* START Data extract *
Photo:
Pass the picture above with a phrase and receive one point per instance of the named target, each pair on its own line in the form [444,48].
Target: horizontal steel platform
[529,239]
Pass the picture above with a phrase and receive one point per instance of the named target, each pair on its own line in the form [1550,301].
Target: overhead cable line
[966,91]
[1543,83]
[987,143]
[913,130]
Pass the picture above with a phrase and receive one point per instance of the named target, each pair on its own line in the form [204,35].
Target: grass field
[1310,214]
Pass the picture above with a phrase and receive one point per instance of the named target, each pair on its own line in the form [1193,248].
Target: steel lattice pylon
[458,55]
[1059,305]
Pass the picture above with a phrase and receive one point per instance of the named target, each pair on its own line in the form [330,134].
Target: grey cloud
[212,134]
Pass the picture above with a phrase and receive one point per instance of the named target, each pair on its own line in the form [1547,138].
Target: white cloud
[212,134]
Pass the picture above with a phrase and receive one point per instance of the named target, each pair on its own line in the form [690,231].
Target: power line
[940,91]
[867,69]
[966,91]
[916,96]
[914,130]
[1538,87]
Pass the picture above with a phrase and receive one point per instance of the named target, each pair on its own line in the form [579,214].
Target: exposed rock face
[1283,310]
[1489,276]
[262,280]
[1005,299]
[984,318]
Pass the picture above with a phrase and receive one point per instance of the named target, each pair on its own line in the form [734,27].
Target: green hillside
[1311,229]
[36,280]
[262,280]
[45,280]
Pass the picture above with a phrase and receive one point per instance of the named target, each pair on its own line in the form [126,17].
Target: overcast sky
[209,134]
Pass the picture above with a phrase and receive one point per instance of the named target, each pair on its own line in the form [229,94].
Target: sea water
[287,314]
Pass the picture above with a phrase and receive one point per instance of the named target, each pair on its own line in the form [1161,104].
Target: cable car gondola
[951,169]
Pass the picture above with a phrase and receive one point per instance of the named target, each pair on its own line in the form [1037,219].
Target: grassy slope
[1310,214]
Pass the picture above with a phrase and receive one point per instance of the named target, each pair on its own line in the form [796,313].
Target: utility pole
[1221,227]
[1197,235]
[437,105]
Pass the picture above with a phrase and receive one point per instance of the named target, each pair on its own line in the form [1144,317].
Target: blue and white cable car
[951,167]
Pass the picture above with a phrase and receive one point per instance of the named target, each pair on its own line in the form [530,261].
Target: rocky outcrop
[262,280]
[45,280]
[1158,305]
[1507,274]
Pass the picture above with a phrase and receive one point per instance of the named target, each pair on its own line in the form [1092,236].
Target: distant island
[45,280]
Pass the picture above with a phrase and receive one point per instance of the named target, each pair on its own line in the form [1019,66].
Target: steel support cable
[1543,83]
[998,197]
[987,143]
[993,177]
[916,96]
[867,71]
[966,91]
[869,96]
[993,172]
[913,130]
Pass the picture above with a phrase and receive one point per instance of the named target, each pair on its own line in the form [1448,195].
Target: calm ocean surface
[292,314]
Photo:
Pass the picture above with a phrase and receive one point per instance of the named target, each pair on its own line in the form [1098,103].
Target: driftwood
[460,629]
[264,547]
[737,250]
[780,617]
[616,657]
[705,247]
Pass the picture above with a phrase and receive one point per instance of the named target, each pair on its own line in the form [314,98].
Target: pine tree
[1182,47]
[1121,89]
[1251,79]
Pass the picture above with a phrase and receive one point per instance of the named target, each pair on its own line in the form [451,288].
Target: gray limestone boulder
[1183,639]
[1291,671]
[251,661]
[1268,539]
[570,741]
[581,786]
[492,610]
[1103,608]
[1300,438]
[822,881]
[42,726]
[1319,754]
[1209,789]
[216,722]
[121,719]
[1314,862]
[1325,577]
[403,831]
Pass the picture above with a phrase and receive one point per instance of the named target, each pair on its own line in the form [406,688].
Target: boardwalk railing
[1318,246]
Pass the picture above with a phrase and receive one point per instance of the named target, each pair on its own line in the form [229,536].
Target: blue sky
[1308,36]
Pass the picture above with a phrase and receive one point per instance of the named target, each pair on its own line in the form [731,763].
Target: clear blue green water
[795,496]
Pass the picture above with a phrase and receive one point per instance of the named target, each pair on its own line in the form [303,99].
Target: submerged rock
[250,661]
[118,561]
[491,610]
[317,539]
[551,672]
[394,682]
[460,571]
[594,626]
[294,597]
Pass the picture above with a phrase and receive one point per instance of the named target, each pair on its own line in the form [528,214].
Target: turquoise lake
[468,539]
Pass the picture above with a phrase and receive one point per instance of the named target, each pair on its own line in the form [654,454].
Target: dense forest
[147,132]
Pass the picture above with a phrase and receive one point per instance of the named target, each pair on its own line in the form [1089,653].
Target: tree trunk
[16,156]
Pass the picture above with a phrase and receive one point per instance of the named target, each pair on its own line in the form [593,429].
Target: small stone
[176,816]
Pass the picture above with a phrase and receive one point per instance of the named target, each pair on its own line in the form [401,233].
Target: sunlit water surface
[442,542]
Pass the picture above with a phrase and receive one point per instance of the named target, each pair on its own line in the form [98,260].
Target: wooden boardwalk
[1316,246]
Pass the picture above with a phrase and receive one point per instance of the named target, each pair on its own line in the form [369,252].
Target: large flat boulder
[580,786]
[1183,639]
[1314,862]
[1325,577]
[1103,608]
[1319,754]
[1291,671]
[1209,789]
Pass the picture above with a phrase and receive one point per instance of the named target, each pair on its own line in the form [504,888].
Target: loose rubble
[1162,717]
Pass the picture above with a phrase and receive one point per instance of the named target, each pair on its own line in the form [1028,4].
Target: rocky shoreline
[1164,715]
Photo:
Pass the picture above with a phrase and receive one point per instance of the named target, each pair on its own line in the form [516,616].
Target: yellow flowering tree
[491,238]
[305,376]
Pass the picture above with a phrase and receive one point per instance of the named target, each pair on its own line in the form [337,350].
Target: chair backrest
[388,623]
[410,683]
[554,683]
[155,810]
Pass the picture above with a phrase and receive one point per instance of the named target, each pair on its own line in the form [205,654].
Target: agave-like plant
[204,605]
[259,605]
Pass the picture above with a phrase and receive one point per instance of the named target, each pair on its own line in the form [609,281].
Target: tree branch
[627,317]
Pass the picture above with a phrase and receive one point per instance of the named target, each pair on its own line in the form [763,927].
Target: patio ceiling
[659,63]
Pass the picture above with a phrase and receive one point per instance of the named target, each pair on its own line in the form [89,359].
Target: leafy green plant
* END Data extract *
▶ The task
Set out every line of the material above as a Markdown table with the columns Row and Text, numbering each line in Row and skipping blank lines.

▶ Solution for this exercise
| Row | Text |
|---|---|
| 1 | Photo: |
| 2 | Pass the picture above with a phrase and receive one point per instance of the named target, each pair on its own line in the form [444,48]. |
| 3 | Target: horizontal steel platform |
| 4 | [529,239] |
| 5 | Pass the picture above with a phrase and receive one point per instance of the named target, each pair on its own line in the form [1550,301]. |
| 6 | Target: overhead cable line |
| 7 | [966,91] |
| 8 | [1543,83] |
| 9 | [987,143] |
| 10 | [913,130] |
| 11 | Pass the picture above with a phrase and receive one point per instance of the named target, each pair on its own line in the form [204,35]. |
| 12 | Target: grass field |
| 13 | [1310,214] |
| 14 | Pass the picture above with a phrase and receive one point per instance of the named target, each pair on its own line in the form [1193,248]. |
| 15 | Target: steel lattice pylon |
| 16 | [458,55] |
| 17 | [1059,305] |
| 18 | Pass the picture above with a phrase and receive one point per instance of the named target, each pair on its own line in the form [330,134]. |
| 19 | Target: grey cloud |
| 20 | [212,134] |
| 21 | Pass the picture above with a phrase and receive one point per instance of the named target, each pair on its own line in the form [1547,138]. |
| 22 | Target: white cloud |
| 23 | [212,134] |
| 24 | Pass the picture above with a phrase and receive one point per instance of the named target, each pair on its own line in the form [690,231]. |
| 25 | Target: power line |
| 26 | [940,91] |
| 27 | [867,69] |
| 28 | [966,91] |
| 29 | [916,96] |
| 30 | [914,130] |
| 31 | [1538,87] |
| 32 | Pass the picture above with a phrase and receive one point per instance of the named target, each pair on its own line in the form [579,214]. |
| 33 | Target: exposed rock face |
| 34 | [1283,310] |
| 35 | [1489,276] |
| 36 | [262,280] |
| 37 | [1005,299] |
| 38 | [984,318] |
| 39 | Pass the picture above with a phrase and receive one point per instance of the named target, each pair on its own line in the form [734,27]. |
| 40 | Target: green hillside |
| 41 | [1311,229] |
| 42 | [36,280] |
| 43 | [262,280] |
| 44 | [45,280] |
| 45 | Pass the picture above with a phrase and receive one point per instance of the named target, each pair on its own line in the form [126,17]. |
| 46 | Target: overcast sky |
| 47 | [209,134] |
| 48 | Pass the picture above with a phrase and receive one point per instance of the named target, each pair on its own line in the form [229,94]. |
| 49 | Target: sea water |
| 50 | [287,314] |
| 51 | Pass the picture above with a phrase and receive one point per instance of the named target, each pair on its own line in the form [1161,104]. |
| 52 | Target: cable car gondola |
| 53 | [951,169] |
| 54 | Pass the picture above with a phrase and receive one point per instance of the named target, each pair on its own line in the form [1037,219]. |
| 55 | Target: grassy slope |
| 56 | [1310,214] |
| 57 | Pass the picture above with a phrase and receive one point per instance of the named target, each pair on its own line in the form [796,313]. |
| 58 | Target: utility pole |
| 59 | [1221,227] |
| 60 | [1197,235] |
| 61 | [437,105] |
| 62 | Pass the picture above with a phrase and receive one point per instance of the named target, each pair on its own line in the form [1144,317]. |
| 63 | Target: blue and white cable car |
| 64 | [951,167] |
| 65 | Pass the picture above with a phrase and receive one point per instance of the named target, each pair on its own line in the form [530,261]. |
| 66 | Target: rocky outcrop |
| 67 | [262,280] |
| 68 | [45,280] |
| 69 | [1158,305] |
| 70 | [1507,274] |
| 71 | Pass the picture above with a phrase and receive one point per instance of the named target, each pair on its own line in the form [1092,236]. |
| 72 | Target: distant island |
| 73 | [45,280] |
| 74 | Pass the picture above with a phrase and receive one point per instance of the named target, each pair on its own line in the form [1019,66]. |
| 75 | Target: steel support cable |
| 76 | [1543,83] |
| 77 | [998,197] |
| 78 | [987,143] |
| 79 | [993,177] |
| 80 | [916,96] |
| 81 | [867,71] |
| 82 | [966,91] |
| 83 | [869,96] |
| 84 | [993,172] |
| 85 | [913,130] |
| 86 | Pass the picture above with a phrase and receive one point per instance of the named target, each pair on its own line in the form [1448,195]. |
| 87 | Target: calm ocean surface |
| 88 | [292,314] |
| 89 | Photo: |
| 90 | Pass the picture above with a phrase and receive one point per instance of the named target, each pair on its own line in the form [1098,103]. |
| 91 | Target: driftwood |
| 92 | [460,629] |
| 93 | [264,547] |
| 94 | [737,250] |
| 95 | [780,617] |
| 96 | [616,657] |
| 97 | [705,247] |
| 98 | Pass the picture above with a phrase and receive one point per instance of the named target, each pair on its own line in the form [314,98]. |
| 99 | Target: pine tree |
| 100 | [1182,47] |
| 101 | [1121,89] |
| 102 | [1251,79] |
| 103 | Pass the picture above with a phrase and receive one point per instance of the named target, each pair on its own line in the form [451,288]. |
| 104 | Target: gray limestone boulder |
| 105 | [1183,639] |
| 106 | [1291,671] |
| 107 | [251,661] |
| 108 | [1268,539] |
| 109 | [570,741] |
| 110 | [581,786] |
| 111 | [492,610] |
| 112 | [1103,608] |
| 113 | [1300,438] |
| 114 | [822,881] |
| 115 | [42,726] |
| 116 | [1319,754] |
| 117 | [1209,789] |
| 118 | [216,722] |
| 119 | [121,719] |
| 120 | [1314,862] |
| 121 | [1325,577] |
| 122 | [403,831] |
| 123 | Pass the picture above with a phrase and receive one point per instance of the named target, each pair on its own line in the form [406,688]. |
| 124 | Target: boardwalk railing |
| 125 | [1318,246] |
| 126 | Pass the picture above with a phrase and receive one point per instance of the named target, each pair on its own line in the form [229,536]. |
| 127 | Target: blue sky |
| 128 | [1308,36] |
| 129 | Pass the picture above with a phrase and receive one point per instance of the named target, each pair on its own line in the form [731,763]. |
| 130 | Target: clear blue green water |
| 131 | [795,496] |
| 132 | Pass the picture above with a phrase and receive one point per instance of the named target, each pair on its own line in the form [303,99]. |
| 133 | Target: submerged rock |
| 134 | [250,661] |
| 135 | [118,561] |
| 136 | [491,610] |
| 137 | [317,539] |
| 138 | [551,672] |
| 139 | [394,682] |
| 140 | [460,571] |
| 141 | [594,626] |
| 142 | [294,597] |
| 143 | Pass the picture above with a phrase and receive one point per instance of the named target, each pair on its own line in the form [528,214]. |
| 144 | Target: turquoise lake |
| 145 | [468,539] |
| 146 | Pass the picture above with a phrase and receive one point per instance of the named target, each pair on its own line in the form [654,454]. |
| 147 | Target: dense forest |
| 148 | [147,132] |
| 149 | Pass the picture above with a phrase and receive one point per instance of the named target, each pair on its own line in the form [1089,653]. |
| 150 | Target: tree trunk |
| 151 | [16,156] |
| 152 | Pass the picture above with a phrase and receive one point per instance of the named target, each pair on its own line in the form [593,429]. |
| 153 | Target: small stone |
| 154 | [176,816] |
| 155 | Pass the picture above with a phrase and receive one point per instance of the named target, each pair on its own line in the form [401,233]. |
| 156 | Target: sunlit water surface |
| 157 | [442,542] |
| 158 | Pass the picture above with a phrase and receive one point per instance of the named target, each pair on its own line in the form [98,260]. |
| 159 | Target: wooden boardwalk |
| 160 | [1316,246] |
| 161 | Pass the picture above with a phrase and receive one point per instance of the named target, each pair on its own line in the form [369,252]. |
| 162 | Target: large flat boulder |
| 163 | [580,786] |
| 164 | [1183,639] |
| 165 | [1314,862] |
| 166 | [1325,577] |
| 167 | [1103,608] |
| 168 | [1319,754] |
| 169 | [1291,671] |
| 170 | [1209,789] |
| 171 | Pass the picture above with a phrase and receive one point per instance of the named target, each pair on its own line in the form [504,888]. |
| 172 | Target: loose rubble |
| 173 | [1162,717] |
| 174 | Pass the picture above with a phrase and receive one point per instance of the named target, each pair on its own line in the form [1028,4]. |
| 175 | Target: rocky shoreline |
| 176 | [1164,715] |
| 177 | Photo: |
| 178 | Pass the picture above with a phrase and receive one point per instance of the named target, each pair on its own line in the form [516,616]. |
| 179 | Target: yellow flowering tree |
| 180 | [491,238] |
| 181 | [305,376] |
| 182 | Pass the picture above with a phrase and receive one point per instance of the named target, each pair on its own line in the form [337,350]. |
| 183 | Target: chair backrest |
| 184 | [388,623] |
| 185 | [410,683] |
| 186 | [554,683] |
| 187 | [155,810] |
| 188 | Pass the picture above with a phrase and receive one point per instance of the named target, each pair on its own line in the form [205,654]. |
| 189 | Target: agave-like plant |
| 190 | [204,605] |
| 191 | [259,605] |
| 192 | Pass the picture above with a phrase and receive one point per instance of the named target, each pair on its own line in the form [609,281]. |
| 193 | Target: tree branch |
| 194 | [627,317] |
| 195 | Pass the picture above with a phrase and receive one point per instance of the named target, each pair on its own line in the form [763,927]. |
| 196 | Target: patio ceiling |
| 197 | [659,63] |
| 198 | Pass the picture above with a phrase and receive one point per instance of the named target, each pair on its own line in the form [89,359]. |
| 199 | Target: leafy green plant |